GIVEN REQUEST:
Reproduce exactly the lines from the one containing "[indicate] the white face" through the last line of the data, both ends included.

RECORDS TO PROCESS:
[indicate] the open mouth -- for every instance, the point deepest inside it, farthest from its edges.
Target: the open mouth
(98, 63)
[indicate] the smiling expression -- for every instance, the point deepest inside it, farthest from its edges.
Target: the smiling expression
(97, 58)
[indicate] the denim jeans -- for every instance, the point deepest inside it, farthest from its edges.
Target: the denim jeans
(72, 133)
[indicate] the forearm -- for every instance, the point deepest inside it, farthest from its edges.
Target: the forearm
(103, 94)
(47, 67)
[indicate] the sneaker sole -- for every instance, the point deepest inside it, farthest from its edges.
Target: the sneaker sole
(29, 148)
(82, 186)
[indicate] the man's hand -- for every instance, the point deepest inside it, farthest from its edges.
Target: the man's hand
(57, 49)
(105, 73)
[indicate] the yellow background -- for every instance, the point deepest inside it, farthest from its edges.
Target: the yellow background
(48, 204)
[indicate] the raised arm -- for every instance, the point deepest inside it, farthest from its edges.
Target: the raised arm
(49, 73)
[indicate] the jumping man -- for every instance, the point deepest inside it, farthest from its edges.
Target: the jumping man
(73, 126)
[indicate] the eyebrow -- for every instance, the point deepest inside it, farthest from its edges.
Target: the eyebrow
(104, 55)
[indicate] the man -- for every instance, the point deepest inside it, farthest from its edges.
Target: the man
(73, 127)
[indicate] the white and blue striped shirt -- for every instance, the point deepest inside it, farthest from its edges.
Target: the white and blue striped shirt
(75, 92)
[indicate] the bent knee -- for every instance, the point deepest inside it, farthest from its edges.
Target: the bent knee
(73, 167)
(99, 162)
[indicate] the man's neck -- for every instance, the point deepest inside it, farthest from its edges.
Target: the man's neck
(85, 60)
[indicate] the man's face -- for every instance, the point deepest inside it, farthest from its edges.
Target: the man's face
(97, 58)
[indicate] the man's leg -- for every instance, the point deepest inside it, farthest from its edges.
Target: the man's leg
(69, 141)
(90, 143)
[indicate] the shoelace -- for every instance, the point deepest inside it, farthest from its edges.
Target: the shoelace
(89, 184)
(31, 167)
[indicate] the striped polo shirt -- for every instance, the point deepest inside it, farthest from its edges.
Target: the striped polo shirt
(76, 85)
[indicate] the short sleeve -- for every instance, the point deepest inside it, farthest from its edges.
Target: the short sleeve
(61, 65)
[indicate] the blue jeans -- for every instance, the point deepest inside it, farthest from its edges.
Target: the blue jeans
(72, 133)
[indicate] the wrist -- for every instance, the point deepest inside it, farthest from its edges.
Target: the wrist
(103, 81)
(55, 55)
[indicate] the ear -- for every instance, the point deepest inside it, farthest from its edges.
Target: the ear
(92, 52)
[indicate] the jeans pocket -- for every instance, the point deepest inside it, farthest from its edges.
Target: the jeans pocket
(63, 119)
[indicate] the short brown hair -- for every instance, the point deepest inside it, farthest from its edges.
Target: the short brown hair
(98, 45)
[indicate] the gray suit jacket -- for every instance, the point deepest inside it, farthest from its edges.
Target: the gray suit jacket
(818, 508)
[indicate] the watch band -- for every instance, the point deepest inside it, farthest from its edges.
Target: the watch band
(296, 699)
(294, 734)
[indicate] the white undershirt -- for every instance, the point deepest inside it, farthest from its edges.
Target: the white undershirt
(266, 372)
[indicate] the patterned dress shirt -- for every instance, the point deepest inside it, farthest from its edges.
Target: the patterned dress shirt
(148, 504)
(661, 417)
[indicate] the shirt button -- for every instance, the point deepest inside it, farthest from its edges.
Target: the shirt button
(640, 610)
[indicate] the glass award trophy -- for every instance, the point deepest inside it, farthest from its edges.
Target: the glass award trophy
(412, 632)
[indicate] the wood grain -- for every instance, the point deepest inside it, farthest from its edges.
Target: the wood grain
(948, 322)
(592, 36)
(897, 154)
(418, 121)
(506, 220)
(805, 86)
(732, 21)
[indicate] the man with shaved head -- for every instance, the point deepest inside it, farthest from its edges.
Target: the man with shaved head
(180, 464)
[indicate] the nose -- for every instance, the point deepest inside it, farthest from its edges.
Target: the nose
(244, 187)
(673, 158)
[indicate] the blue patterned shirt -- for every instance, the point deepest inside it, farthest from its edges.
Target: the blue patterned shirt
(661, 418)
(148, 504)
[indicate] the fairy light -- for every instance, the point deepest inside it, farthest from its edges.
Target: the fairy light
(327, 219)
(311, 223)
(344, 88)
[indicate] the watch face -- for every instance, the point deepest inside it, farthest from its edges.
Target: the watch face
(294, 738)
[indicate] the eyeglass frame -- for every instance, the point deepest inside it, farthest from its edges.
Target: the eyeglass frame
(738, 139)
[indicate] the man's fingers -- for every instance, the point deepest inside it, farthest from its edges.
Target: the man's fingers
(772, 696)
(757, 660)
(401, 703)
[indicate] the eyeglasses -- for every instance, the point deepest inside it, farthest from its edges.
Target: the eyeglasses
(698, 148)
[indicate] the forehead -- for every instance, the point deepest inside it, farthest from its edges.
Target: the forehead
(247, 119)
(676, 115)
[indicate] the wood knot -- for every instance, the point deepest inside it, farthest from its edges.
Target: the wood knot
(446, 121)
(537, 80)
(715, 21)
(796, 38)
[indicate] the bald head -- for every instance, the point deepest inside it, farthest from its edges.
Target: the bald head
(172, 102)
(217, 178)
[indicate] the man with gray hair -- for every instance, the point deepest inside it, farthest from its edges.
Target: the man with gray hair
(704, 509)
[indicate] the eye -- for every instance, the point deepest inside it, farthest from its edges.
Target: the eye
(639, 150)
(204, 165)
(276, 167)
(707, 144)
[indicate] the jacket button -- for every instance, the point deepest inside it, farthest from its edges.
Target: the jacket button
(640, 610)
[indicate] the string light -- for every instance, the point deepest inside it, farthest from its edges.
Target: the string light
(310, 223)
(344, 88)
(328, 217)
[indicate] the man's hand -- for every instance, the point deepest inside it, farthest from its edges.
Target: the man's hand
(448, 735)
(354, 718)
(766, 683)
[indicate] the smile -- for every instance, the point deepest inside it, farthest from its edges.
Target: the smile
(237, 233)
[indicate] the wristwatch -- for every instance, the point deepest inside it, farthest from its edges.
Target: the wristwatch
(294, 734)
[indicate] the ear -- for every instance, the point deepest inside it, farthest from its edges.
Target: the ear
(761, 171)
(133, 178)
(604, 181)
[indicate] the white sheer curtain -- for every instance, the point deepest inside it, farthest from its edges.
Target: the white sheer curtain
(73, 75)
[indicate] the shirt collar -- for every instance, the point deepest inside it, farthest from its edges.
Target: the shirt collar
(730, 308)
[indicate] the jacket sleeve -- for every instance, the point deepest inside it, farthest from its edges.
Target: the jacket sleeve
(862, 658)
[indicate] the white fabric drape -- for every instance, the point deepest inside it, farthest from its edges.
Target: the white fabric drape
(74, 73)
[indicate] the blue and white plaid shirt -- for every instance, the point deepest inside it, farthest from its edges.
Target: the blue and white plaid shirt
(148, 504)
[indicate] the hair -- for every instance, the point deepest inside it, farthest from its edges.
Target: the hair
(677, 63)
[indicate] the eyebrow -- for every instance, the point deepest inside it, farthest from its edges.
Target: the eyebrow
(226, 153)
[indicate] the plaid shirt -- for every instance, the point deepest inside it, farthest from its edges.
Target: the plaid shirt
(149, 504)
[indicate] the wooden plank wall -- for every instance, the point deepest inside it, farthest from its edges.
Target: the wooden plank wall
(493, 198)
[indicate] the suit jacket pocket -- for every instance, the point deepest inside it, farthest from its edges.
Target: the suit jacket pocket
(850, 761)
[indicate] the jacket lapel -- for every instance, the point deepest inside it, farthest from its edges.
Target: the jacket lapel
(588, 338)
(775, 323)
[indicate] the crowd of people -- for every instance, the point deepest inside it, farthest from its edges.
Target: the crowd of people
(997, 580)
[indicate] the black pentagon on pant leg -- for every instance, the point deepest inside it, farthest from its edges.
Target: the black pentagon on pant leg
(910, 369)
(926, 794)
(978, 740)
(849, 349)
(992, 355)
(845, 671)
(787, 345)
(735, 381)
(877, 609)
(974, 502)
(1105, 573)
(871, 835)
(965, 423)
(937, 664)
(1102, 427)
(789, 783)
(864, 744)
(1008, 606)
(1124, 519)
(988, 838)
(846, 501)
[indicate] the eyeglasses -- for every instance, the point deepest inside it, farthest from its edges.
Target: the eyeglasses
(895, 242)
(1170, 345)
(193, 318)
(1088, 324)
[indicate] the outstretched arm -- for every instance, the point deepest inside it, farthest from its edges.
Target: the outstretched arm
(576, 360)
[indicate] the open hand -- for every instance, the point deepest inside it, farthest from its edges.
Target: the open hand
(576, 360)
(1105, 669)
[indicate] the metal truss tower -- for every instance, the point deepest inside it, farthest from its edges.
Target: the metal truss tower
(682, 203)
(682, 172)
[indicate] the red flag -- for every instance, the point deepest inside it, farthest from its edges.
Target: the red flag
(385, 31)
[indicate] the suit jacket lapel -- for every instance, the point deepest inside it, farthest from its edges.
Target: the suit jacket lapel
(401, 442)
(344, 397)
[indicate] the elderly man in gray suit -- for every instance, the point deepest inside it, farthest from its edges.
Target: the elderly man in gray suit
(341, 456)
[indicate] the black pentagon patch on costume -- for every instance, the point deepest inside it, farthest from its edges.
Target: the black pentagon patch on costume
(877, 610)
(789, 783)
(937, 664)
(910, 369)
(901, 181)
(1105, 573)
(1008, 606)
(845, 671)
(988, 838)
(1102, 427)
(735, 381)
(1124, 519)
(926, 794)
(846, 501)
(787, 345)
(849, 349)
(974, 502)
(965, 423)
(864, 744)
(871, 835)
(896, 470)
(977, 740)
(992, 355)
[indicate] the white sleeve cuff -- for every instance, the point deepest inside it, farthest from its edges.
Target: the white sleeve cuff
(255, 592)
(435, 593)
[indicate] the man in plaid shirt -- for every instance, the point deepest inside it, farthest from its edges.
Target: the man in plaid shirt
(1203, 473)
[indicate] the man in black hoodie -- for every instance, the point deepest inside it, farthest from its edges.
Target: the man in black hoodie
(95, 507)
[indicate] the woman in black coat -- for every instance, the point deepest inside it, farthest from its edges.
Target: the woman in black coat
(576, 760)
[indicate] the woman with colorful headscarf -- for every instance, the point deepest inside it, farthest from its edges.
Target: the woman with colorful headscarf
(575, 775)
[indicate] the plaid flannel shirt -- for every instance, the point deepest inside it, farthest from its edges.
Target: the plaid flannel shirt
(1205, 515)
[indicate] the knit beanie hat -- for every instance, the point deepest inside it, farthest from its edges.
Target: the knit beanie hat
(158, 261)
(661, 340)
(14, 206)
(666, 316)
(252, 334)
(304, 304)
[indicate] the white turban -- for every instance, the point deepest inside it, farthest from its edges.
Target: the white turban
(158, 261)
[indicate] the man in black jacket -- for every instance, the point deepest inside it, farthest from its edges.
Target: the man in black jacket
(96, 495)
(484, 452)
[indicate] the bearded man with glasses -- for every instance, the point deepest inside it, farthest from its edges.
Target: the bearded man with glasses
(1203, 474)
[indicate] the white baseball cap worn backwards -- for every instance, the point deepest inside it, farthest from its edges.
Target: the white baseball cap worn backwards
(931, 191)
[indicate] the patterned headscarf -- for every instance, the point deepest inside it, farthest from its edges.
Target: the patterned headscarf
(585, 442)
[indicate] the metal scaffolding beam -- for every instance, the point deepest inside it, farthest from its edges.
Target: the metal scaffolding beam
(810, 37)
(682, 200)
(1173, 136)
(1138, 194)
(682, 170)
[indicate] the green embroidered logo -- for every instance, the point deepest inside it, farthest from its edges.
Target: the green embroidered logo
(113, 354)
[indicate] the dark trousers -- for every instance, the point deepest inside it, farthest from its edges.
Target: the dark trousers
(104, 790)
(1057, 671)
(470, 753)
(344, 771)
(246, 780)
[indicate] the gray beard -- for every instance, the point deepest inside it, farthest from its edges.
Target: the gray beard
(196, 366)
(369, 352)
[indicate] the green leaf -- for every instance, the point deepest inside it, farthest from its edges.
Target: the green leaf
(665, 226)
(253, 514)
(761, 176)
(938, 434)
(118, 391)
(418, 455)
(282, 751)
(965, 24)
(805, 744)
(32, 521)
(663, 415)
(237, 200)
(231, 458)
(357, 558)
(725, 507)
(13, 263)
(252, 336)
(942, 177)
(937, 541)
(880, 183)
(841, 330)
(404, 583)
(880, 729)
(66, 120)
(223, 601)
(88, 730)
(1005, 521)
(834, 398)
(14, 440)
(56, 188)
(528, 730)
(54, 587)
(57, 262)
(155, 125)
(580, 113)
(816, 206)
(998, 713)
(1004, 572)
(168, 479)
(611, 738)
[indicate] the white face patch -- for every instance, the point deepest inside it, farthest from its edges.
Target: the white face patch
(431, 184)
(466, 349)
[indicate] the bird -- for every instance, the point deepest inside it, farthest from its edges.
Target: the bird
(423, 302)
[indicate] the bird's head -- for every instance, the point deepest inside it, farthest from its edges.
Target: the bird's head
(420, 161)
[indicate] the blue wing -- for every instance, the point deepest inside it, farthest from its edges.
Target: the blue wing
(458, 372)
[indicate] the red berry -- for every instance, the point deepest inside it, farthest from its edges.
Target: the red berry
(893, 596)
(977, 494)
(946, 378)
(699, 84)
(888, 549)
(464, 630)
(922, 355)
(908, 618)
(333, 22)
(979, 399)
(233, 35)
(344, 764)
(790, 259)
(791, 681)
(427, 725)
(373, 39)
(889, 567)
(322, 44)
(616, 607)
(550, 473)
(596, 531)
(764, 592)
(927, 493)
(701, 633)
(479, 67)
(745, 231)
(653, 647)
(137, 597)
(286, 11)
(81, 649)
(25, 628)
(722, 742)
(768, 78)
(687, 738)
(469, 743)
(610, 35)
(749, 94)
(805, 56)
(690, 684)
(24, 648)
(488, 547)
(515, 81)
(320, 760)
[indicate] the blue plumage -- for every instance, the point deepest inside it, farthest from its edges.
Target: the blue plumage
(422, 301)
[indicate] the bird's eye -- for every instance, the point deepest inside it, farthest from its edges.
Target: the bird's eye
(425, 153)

THE SOLUTION:
[indicate] the white face patch -- for every instance, the point deepest inside it, farthest from its edges.
Target: the white face patch
(431, 184)
(466, 349)
[indicate] the bird -- for every instance, the point deepest inside it, farthest from its edges.
Target: the bird
(423, 302)
[indicate] the bird's head -- for every instance, the point deepest inside it, farthest from its edges.
Target: the bird's head
(420, 161)
[indicate] the blue wing -- for every instance, the point deepest inside it, farthest from its edges.
Target: the blue wing
(458, 372)
[indicate] the red berry -- for every instance, the point deepest inside it, farthest from its edges.
Target: the red berry
(893, 596)
(977, 494)
(946, 378)
(699, 84)
(888, 549)
(464, 630)
(922, 355)
(908, 618)
(333, 22)
(979, 399)
(233, 35)
(344, 764)
(790, 259)
(791, 681)
(427, 725)
(373, 39)
(889, 567)
(322, 44)
(616, 607)
(550, 473)
(596, 531)
(764, 592)
(927, 493)
(701, 633)
(479, 67)
(745, 231)
(653, 647)
(137, 597)
(286, 11)
(81, 649)
(25, 628)
(722, 742)
(768, 78)
(687, 738)
(469, 743)
(610, 35)
(749, 94)
(805, 56)
(690, 684)
(24, 648)
(488, 547)
(515, 81)
(320, 760)
[indicate] the blue plumage -- for every instance, the point deepest inside it, farthest from its edges.
Target: the blue plumage
(422, 301)
[indicate] the bird's eye -- for every instance, the point deepest inside it, farthest from its edges.
Target: the bird's eye
(425, 153)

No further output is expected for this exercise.